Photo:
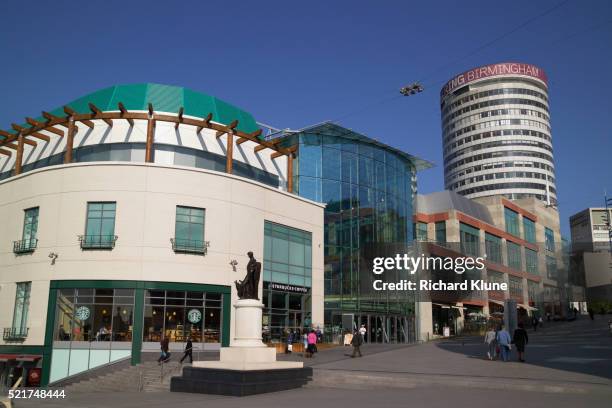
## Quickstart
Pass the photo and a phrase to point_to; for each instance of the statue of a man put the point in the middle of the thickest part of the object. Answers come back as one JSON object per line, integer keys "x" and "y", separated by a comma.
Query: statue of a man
{"x": 248, "y": 288}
------------------------------------------------
▶ [WHAT TO DO] The pictures should not be reproduced; quote all of the other material exactly.

▶ [IN RESPONSE]
Photo:
## Quickstart
Pass the photo and a phrase to point_to; for each instance of the statue of a man put the point in the middle of the thickest part of the object. Answers come back as one JSON object per line, integer keys "x" and "y", separated by a comma.
Query: statue of a man
{"x": 248, "y": 288}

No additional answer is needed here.